■ Task to carry out: Among the entries below, find the lines holding "book" and copy them.

Extracted records:
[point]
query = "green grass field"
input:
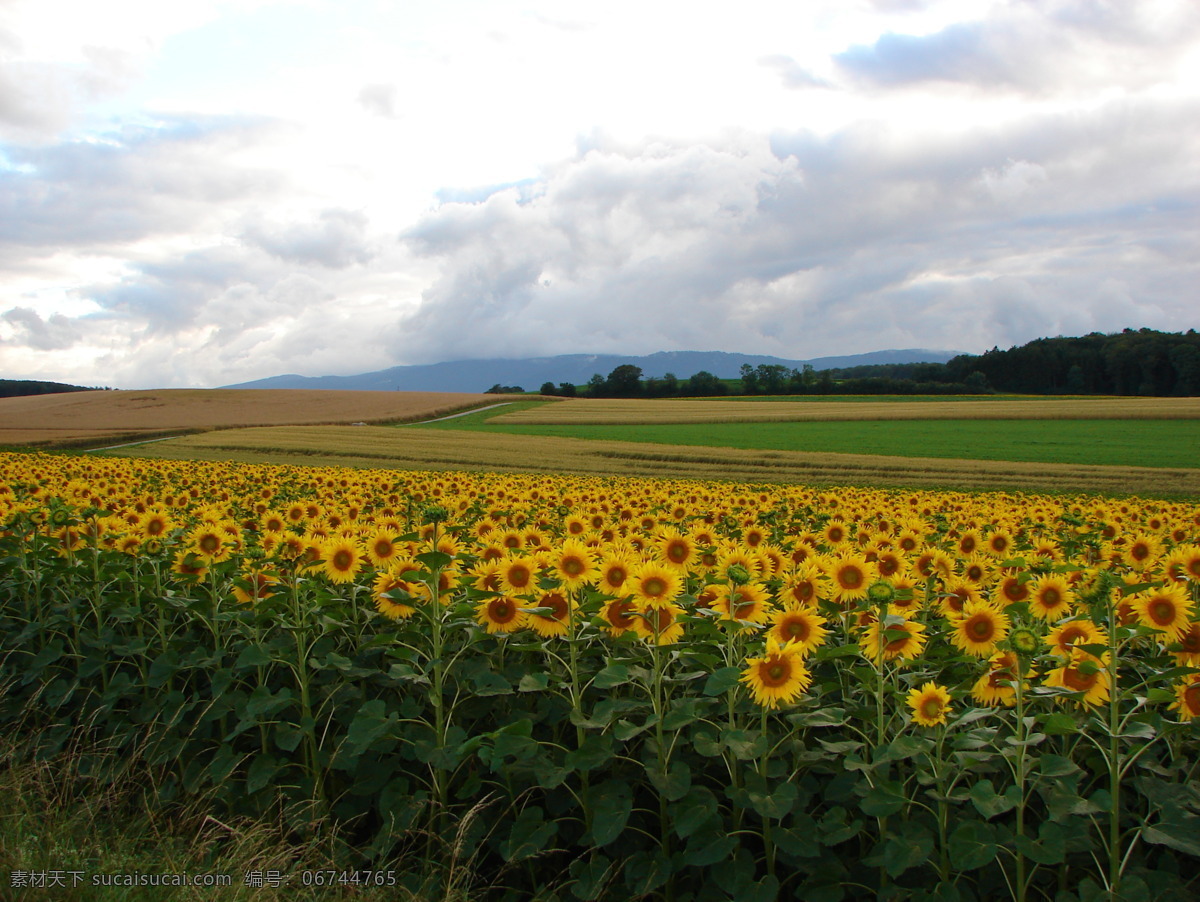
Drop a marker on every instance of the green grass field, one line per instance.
(1120, 443)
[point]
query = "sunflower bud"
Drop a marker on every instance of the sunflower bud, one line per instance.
(881, 593)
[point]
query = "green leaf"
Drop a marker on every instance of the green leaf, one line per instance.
(693, 810)
(646, 871)
(909, 849)
(594, 752)
(533, 683)
(721, 681)
(433, 560)
(885, 799)
(771, 801)
(675, 783)
(592, 877)
(261, 773)
(1059, 723)
(611, 805)
(972, 845)
(1050, 847)
(371, 722)
(529, 834)
(1055, 765)
(1185, 840)
(611, 675)
(988, 803)
(252, 656)
(708, 848)
(487, 684)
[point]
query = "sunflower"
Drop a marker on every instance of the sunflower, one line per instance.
(619, 617)
(804, 587)
(957, 594)
(798, 624)
(390, 591)
(1066, 638)
(615, 571)
(557, 621)
(573, 564)
(977, 567)
(255, 585)
(1083, 673)
(382, 548)
(1050, 597)
(1141, 551)
(778, 677)
(897, 639)
(519, 573)
(655, 584)
(850, 577)
(1168, 609)
(999, 542)
(189, 566)
(748, 603)
(341, 560)
(1012, 589)
(1188, 651)
(501, 614)
(978, 629)
(209, 542)
(1187, 697)
(659, 623)
(675, 548)
(929, 704)
(996, 687)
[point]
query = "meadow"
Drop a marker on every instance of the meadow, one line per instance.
(583, 686)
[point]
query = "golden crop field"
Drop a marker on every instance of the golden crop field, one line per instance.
(461, 450)
(615, 687)
(672, 410)
(73, 419)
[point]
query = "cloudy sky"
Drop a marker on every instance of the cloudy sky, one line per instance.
(207, 192)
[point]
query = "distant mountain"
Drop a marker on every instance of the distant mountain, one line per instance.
(18, 388)
(477, 376)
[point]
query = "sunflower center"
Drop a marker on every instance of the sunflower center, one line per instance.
(775, 672)
(797, 629)
(1192, 699)
(981, 627)
(1079, 681)
(1162, 612)
(850, 577)
(502, 611)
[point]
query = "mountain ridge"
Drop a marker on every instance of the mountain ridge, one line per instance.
(478, 374)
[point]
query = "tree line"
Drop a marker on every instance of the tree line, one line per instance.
(1129, 362)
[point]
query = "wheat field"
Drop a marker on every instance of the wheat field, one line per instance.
(637, 410)
(461, 450)
(94, 418)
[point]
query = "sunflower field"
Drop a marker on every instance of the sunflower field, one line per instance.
(603, 687)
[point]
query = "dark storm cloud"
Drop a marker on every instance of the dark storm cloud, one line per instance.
(862, 240)
(1035, 48)
(336, 239)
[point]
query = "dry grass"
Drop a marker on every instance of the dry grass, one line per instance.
(636, 410)
(457, 450)
(95, 418)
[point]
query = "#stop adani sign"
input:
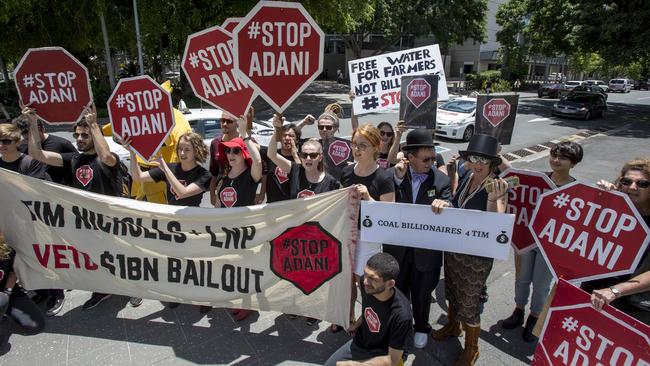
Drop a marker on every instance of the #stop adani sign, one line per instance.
(278, 51)
(141, 109)
(587, 233)
(208, 64)
(54, 83)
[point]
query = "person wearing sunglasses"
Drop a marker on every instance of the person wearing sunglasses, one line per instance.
(531, 269)
(416, 182)
(92, 169)
(371, 184)
(466, 275)
(633, 180)
(12, 159)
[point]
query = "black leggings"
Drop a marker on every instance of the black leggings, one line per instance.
(22, 317)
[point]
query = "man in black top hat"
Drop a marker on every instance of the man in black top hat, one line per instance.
(417, 181)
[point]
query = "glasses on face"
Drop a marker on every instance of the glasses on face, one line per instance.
(233, 150)
(312, 156)
(641, 183)
(82, 135)
(478, 159)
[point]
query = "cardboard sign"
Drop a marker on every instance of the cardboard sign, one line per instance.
(53, 82)
(419, 101)
(208, 64)
(574, 333)
(522, 200)
(376, 81)
(141, 109)
(495, 116)
(587, 233)
(279, 51)
(454, 230)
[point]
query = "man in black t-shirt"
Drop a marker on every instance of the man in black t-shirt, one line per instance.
(93, 169)
(385, 328)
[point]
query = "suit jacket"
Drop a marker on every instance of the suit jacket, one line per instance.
(436, 186)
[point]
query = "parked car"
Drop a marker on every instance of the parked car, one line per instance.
(552, 90)
(601, 84)
(622, 85)
(455, 118)
(581, 105)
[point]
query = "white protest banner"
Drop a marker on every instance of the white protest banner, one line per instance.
(376, 80)
(454, 230)
(291, 256)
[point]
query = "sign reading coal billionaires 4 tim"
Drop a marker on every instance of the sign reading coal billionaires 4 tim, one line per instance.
(575, 333)
(141, 109)
(522, 200)
(279, 51)
(307, 256)
(53, 82)
(208, 64)
(496, 116)
(587, 233)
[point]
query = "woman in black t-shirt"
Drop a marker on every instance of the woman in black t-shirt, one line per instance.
(187, 180)
(18, 313)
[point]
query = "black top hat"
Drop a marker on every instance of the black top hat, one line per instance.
(420, 137)
(482, 145)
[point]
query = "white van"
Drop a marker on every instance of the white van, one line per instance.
(622, 85)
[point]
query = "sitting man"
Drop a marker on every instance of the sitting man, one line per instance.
(385, 329)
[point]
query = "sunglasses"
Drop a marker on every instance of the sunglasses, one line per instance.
(233, 150)
(478, 159)
(83, 135)
(641, 183)
(312, 156)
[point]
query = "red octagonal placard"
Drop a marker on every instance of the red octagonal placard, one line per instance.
(141, 109)
(496, 110)
(208, 64)
(587, 233)
(307, 256)
(279, 51)
(54, 83)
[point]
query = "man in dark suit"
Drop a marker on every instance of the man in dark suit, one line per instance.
(417, 181)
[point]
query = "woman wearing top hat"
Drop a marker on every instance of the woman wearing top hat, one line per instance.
(466, 275)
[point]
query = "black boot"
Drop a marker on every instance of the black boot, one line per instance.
(528, 335)
(514, 320)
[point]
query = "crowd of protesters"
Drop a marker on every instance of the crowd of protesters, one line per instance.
(397, 284)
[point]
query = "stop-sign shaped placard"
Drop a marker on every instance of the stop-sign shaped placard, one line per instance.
(418, 91)
(496, 110)
(522, 200)
(279, 51)
(208, 64)
(141, 109)
(307, 256)
(587, 233)
(53, 82)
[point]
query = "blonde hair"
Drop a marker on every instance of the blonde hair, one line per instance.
(200, 150)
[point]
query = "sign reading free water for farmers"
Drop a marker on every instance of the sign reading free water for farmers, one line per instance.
(376, 81)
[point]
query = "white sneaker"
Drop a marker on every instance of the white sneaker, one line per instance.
(420, 340)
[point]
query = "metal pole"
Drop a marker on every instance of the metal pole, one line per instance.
(137, 36)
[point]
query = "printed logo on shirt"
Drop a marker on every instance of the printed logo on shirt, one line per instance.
(306, 193)
(84, 175)
(228, 197)
(372, 319)
(281, 175)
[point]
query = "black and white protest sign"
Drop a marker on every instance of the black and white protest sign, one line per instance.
(495, 116)
(419, 101)
(376, 81)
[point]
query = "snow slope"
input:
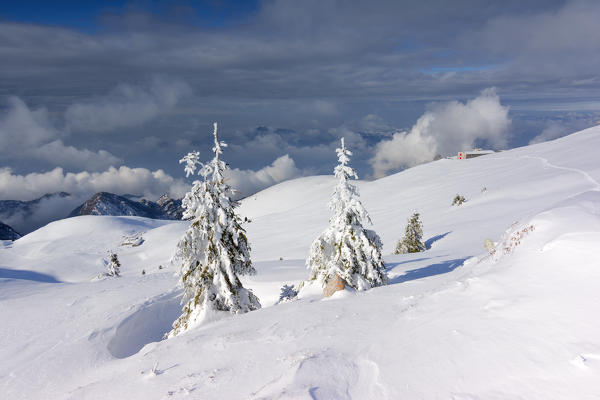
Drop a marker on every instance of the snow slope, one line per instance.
(455, 322)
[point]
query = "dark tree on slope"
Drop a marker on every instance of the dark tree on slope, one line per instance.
(214, 250)
(412, 242)
(346, 248)
(114, 266)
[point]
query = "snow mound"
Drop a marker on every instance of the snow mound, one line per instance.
(146, 325)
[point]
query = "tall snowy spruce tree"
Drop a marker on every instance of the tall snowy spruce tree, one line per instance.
(346, 248)
(214, 250)
(412, 242)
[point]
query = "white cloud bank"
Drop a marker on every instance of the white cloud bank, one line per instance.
(126, 105)
(29, 134)
(139, 181)
(445, 129)
(247, 182)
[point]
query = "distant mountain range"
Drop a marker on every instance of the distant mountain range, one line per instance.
(104, 203)
(30, 215)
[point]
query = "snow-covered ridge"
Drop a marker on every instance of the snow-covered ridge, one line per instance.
(454, 322)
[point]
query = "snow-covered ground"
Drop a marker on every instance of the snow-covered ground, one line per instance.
(454, 323)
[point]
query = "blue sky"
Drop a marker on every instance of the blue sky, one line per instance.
(85, 86)
(87, 16)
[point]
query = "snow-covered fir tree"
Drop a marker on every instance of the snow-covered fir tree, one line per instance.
(114, 266)
(214, 250)
(346, 248)
(412, 242)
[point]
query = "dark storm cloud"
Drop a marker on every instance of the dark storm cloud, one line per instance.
(143, 88)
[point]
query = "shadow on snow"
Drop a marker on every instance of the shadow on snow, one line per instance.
(430, 270)
(434, 239)
(26, 275)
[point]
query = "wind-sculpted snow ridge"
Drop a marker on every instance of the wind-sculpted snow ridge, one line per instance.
(454, 321)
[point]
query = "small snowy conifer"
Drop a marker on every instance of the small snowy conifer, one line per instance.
(214, 250)
(346, 248)
(114, 266)
(413, 236)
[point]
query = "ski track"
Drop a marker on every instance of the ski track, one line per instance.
(587, 176)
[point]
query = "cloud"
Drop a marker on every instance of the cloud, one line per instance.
(126, 105)
(247, 182)
(47, 210)
(27, 134)
(445, 129)
(122, 180)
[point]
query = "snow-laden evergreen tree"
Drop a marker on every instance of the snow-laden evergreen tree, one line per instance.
(214, 250)
(412, 242)
(114, 266)
(346, 248)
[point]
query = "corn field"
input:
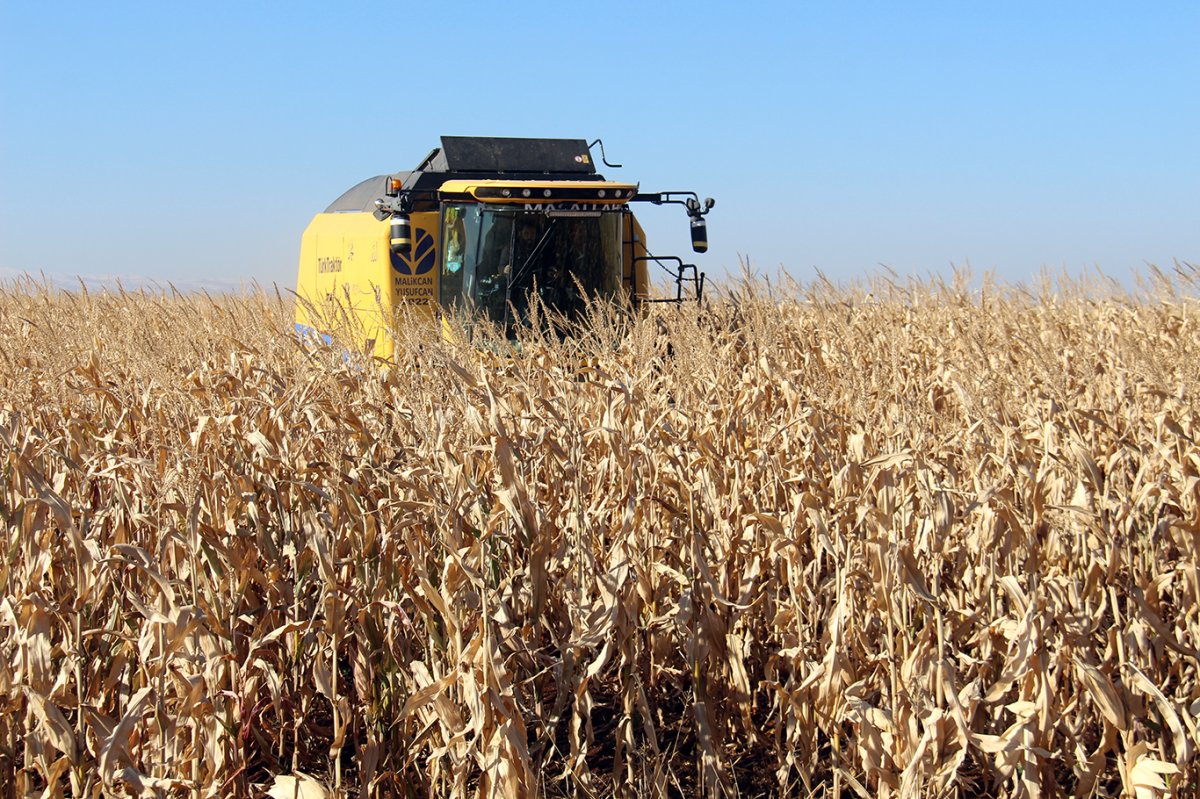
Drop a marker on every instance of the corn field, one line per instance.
(899, 539)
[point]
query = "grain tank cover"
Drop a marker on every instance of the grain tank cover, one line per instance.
(511, 155)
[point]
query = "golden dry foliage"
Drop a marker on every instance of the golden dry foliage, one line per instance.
(882, 541)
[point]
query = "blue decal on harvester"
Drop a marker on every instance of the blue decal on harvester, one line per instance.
(420, 258)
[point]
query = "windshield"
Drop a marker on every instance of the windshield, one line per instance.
(498, 260)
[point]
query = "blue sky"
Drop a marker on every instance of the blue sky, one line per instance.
(193, 143)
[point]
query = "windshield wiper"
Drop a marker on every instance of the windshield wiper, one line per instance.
(537, 250)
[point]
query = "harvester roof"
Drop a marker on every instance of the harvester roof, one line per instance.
(478, 158)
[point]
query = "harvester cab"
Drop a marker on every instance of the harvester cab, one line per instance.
(486, 227)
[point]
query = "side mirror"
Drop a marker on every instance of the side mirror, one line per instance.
(699, 234)
(401, 234)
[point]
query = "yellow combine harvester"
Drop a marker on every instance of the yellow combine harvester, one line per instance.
(485, 227)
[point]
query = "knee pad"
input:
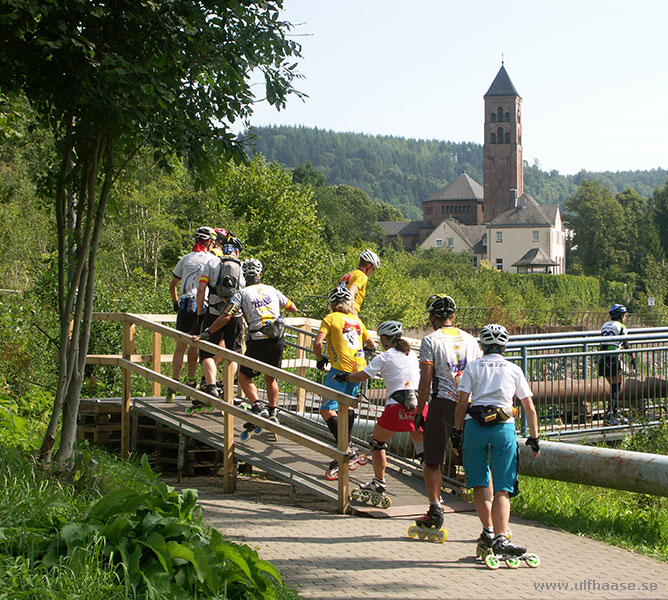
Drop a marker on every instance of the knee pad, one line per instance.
(377, 446)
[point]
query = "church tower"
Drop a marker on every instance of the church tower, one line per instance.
(502, 149)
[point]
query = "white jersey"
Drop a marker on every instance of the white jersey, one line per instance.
(494, 381)
(449, 349)
(188, 270)
(398, 370)
(261, 304)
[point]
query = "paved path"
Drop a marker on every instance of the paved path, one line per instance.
(326, 556)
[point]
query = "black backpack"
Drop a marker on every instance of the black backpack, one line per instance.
(229, 277)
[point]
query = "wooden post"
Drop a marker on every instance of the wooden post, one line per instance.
(301, 371)
(157, 360)
(344, 486)
(229, 478)
(128, 348)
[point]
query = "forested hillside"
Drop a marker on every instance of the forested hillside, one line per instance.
(404, 172)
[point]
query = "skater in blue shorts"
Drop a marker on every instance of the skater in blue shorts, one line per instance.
(489, 439)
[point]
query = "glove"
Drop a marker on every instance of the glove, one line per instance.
(419, 422)
(197, 325)
(533, 444)
(456, 438)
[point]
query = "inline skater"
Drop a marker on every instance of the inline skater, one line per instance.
(490, 440)
(356, 280)
(610, 365)
(261, 306)
(221, 278)
(400, 370)
(187, 272)
(346, 338)
(444, 355)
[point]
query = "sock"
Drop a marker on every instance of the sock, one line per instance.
(332, 425)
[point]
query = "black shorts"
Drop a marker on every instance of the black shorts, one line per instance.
(232, 334)
(608, 366)
(269, 352)
(437, 429)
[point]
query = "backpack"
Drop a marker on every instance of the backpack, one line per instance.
(228, 277)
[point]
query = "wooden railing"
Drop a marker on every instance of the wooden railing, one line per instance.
(129, 361)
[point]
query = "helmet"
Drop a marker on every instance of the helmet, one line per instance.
(222, 235)
(370, 257)
(441, 305)
(390, 328)
(251, 267)
(493, 335)
(617, 311)
(340, 294)
(205, 233)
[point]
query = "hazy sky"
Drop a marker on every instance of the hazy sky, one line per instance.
(592, 74)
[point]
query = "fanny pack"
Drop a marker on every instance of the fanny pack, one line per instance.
(489, 415)
(407, 398)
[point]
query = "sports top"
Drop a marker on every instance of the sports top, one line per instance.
(345, 335)
(398, 370)
(494, 381)
(449, 349)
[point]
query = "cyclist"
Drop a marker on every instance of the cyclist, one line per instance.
(187, 272)
(222, 277)
(346, 338)
(356, 280)
(261, 306)
(610, 366)
(443, 356)
(489, 437)
(400, 370)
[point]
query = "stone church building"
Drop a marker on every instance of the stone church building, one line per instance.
(496, 221)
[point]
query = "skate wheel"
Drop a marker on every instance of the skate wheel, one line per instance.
(532, 561)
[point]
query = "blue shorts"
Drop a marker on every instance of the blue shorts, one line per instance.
(495, 447)
(340, 386)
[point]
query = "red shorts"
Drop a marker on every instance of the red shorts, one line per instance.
(396, 418)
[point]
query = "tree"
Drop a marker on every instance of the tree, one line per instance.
(110, 78)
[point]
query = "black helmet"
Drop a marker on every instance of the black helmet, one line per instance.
(617, 311)
(441, 305)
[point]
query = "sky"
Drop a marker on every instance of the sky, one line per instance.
(592, 74)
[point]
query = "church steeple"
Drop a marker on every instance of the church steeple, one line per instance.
(502, 147)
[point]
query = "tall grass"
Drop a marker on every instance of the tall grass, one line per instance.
(638, 522)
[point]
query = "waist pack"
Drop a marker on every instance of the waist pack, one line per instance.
(489, 415)
(274, 330)
(407, 398)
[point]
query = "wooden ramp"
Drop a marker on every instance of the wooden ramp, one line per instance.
(291, 462)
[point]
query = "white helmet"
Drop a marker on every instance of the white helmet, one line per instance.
(251, 267)
(339, 295)
(493, 334)
(390, 329)
(370, 257)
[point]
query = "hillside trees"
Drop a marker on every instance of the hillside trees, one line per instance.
(107, 79)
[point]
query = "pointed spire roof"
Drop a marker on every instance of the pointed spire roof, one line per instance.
(502, 86)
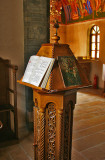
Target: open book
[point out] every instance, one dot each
(69, 70)
(38, 70)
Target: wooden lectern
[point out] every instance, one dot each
(53, 110)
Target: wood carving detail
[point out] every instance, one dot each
(51, 111)
(67, 116)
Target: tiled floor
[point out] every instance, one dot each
(88, 131)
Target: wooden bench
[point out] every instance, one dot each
(8, 101)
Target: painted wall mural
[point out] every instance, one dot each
(70, 11)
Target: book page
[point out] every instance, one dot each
(44, 83)
(36, 69)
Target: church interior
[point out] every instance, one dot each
(24, 27)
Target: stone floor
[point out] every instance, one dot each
(88, 131)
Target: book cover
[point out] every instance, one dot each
(69, 70)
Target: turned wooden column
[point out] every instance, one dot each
(59, 135)
(53, 120)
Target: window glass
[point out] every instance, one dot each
(95, 42)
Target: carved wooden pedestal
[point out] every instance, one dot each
(53, 120)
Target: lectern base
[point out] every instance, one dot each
(53, 120)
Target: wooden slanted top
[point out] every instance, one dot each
(55, 82)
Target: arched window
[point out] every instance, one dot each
(94, 42)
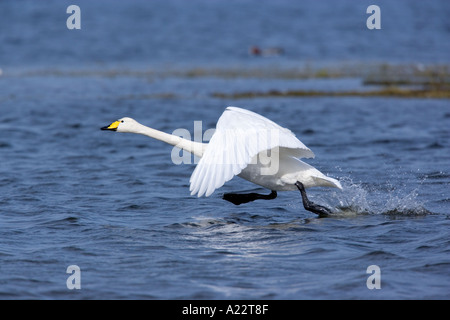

■ Solution:
Target: open book
Target: book page
Target: book cover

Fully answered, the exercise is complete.